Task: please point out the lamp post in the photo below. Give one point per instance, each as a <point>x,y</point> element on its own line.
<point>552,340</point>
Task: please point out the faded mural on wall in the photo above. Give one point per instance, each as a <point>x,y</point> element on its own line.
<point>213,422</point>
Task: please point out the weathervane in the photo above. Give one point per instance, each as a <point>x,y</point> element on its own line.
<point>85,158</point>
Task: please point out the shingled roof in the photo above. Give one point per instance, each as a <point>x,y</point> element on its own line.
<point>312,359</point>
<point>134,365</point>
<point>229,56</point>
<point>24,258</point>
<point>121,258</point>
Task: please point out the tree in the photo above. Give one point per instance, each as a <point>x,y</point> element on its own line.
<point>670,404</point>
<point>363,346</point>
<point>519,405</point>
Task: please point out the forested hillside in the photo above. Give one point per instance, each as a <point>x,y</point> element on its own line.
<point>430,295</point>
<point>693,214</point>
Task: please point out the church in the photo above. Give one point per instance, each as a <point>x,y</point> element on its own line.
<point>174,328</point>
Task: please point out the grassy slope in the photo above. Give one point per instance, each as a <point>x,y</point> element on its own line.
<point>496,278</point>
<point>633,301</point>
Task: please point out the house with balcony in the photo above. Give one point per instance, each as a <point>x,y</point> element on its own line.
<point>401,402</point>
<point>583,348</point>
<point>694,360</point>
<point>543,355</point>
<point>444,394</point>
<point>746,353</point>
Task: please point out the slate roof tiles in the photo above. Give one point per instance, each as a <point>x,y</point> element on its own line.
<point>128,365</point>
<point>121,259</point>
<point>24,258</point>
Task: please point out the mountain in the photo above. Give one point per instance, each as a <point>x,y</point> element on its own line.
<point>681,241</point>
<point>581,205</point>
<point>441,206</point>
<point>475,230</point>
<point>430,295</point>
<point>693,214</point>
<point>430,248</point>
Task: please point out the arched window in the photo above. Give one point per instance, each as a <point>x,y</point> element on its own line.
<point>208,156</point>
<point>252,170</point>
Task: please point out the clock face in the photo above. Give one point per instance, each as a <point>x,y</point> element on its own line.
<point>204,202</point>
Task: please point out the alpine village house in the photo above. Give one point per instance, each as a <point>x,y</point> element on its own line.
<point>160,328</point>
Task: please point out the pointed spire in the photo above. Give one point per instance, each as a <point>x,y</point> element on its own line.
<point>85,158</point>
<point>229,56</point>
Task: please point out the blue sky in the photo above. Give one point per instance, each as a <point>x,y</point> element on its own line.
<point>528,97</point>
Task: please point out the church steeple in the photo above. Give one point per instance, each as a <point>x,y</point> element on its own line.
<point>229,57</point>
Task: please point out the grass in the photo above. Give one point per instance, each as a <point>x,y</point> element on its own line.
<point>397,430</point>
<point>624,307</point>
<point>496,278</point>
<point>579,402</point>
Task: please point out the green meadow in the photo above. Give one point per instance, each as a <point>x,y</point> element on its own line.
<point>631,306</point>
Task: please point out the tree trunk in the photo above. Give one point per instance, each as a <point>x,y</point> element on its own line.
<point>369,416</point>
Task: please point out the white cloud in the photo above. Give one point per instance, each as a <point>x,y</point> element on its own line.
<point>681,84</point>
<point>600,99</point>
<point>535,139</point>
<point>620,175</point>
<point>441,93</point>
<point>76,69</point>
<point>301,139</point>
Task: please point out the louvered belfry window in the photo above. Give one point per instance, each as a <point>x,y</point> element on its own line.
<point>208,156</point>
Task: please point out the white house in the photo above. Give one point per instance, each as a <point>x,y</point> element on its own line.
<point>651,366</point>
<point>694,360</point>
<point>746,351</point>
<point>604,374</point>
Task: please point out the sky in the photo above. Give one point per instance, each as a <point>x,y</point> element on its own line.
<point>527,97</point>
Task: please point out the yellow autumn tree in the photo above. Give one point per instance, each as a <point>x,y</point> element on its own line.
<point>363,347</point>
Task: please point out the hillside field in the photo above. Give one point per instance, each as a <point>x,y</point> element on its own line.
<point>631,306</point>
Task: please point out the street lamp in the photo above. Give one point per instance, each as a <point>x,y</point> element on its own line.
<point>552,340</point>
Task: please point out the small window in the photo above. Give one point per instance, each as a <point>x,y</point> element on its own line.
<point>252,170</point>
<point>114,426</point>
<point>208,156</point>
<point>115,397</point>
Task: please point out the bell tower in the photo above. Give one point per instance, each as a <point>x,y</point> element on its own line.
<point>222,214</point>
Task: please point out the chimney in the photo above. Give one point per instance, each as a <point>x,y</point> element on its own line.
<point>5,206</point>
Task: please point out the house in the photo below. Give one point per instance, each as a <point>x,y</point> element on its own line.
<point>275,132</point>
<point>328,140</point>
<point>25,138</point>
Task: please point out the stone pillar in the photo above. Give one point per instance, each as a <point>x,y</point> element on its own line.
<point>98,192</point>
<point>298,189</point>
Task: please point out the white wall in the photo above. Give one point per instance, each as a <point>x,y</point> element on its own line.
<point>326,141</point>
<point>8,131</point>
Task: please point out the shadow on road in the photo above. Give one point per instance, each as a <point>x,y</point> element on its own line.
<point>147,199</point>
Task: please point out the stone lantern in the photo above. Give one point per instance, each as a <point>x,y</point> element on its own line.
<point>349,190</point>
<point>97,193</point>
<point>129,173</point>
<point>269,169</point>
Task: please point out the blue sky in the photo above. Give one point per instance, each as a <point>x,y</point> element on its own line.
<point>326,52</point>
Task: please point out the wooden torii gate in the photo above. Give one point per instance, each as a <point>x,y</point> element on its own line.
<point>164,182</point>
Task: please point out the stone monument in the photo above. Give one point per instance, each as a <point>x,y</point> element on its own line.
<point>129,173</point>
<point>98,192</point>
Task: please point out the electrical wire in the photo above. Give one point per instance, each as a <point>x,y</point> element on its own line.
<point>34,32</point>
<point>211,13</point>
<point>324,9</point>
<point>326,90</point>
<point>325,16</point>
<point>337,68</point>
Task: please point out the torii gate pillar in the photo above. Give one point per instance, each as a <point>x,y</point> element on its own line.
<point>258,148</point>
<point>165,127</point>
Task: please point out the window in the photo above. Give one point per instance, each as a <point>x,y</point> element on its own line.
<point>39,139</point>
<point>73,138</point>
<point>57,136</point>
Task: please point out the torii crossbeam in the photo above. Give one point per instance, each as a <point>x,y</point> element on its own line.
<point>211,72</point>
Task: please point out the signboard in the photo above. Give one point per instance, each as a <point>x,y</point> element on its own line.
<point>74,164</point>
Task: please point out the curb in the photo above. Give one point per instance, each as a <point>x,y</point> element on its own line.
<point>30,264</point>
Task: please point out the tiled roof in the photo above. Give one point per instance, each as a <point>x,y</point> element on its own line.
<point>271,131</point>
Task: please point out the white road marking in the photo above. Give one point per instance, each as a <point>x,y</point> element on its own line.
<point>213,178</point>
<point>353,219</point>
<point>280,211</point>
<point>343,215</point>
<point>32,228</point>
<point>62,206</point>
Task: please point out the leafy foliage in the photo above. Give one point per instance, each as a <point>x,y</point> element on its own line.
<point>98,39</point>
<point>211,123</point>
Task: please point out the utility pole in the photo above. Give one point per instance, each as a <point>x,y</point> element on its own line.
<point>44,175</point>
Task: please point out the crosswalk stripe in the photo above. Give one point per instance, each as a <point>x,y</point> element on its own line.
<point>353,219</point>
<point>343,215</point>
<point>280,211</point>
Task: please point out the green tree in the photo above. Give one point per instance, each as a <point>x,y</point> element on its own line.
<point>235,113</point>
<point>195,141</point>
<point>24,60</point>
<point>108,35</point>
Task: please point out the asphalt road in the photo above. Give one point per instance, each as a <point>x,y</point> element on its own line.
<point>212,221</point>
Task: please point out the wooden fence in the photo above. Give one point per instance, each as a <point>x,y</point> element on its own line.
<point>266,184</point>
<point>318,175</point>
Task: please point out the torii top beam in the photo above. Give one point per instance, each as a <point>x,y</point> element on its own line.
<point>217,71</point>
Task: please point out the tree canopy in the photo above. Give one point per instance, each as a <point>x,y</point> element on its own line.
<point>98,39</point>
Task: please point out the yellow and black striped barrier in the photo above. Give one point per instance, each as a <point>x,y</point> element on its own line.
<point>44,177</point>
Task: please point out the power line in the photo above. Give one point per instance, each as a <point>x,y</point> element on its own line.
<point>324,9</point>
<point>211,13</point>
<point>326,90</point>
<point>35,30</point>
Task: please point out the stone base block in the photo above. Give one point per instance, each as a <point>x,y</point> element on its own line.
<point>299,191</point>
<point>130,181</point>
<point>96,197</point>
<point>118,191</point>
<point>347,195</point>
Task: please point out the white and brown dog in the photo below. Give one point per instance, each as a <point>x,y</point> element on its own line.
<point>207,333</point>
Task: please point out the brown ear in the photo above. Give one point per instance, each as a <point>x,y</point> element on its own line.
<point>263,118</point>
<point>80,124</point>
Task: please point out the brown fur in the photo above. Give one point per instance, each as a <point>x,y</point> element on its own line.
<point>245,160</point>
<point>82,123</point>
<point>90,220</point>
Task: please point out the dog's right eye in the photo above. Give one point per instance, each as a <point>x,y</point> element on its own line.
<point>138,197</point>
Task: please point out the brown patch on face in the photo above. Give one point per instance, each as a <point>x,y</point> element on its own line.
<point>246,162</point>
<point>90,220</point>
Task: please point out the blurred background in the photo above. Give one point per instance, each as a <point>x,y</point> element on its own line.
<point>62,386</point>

:::::

WORK INSTRUCTIONS – Rewrite the data between the lines holding "Task: please point out the chimney" and "<point>8,131</point>", inclusive, as a two-column CSV with the headers instruction and points. Give each Task line its own row, with its text under instruction and the points beneath it under points, each in one quoted field with line breaks turned into spaces.

COMPLETE ANSWER –
instruction,points
"Task: please point out the chimney in the photo above. Give one point per instance, each as a <point>x,y</point> element on its own line.","<point>5,206</point>"
"Task: please point out the house in the photo below. Give one point per instance, each as a <point>x,y</point> element on its own line.","<point>275,132</point> <point>328,140</point> <point>25,138</point>"
"Task: please point out the stone pillar in the photo above. Give one point per instance, each as a <point>x,y</point> element on its own line.","<point>98,192</point> <point>298,189</point>"
"Task: please point out the white wall in the photo above. Give one point per instance, each as a <point>x,y</point> element on its own line.","<point>326,141</point> <point>8,131</point>"